Language error in TTS api

, ,

Hi guys, at the company I work for we are using openai’s TTS API, and I have the following problem:

in a text in Portuguese, if there is a link, part of the audio is in Portuguese and the URL is spoken in English.

I checked the TTS API, there is no way to force the language, can anyone help me?

The API voices are optimised to English, and even when talking in other languages, such as Portuguese, an American accent remains, sometimes with more intensity.

I just tested it, with such a prompt:

'Olá, amigos da Rede Globo de Telecomunicações da TV Brasileira! Com muito orgulho, apresento um novo negócio. Acesse www.yourlifestyle.com/greetings_to_everybody_here_my_dear.html para maiores informações.'

And the accent sounds reasonable when the voice speaks the URL.

I have the same issue while trying to generate text for a list of German terms. Even some distinctly German words are pronounced with an American accent.

The inability to specify language is a weird oversight. There exist countries outside of the United States where people speak other languages.

Material provided.
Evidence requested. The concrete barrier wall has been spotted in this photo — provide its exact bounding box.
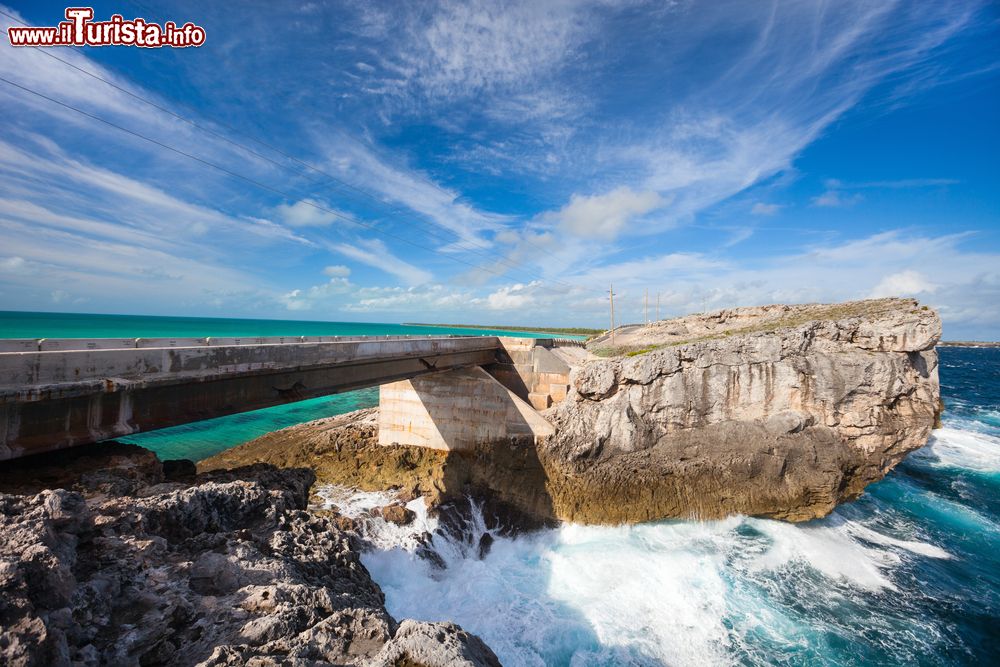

Exercise directions. Please copy, word for word, the part of the TTS API thread above that begins with the words containing "The API voices" and ends with "an American accent.".

Task solution.
The API voices are optimised to English, and even when talking in other languages, such as Portuguese, an American accent remains, sometimes with more intensity.

I just tested it, with such a prompt:

'Olá, amigos da Rede Globo de Telecomunicações da TV Brasileira! Com muito orgulho, apresento um novo negócio. Acesse www.yourlifestyle.com/greetings_to_everybody_here_my_dear.html para maiores informações.'

And the accent sounds reasonable when the voice speaks the URL.

I have the same issue while trying to generate text for a list of German terms. Even some distinctly German words are pronounced with an American accent.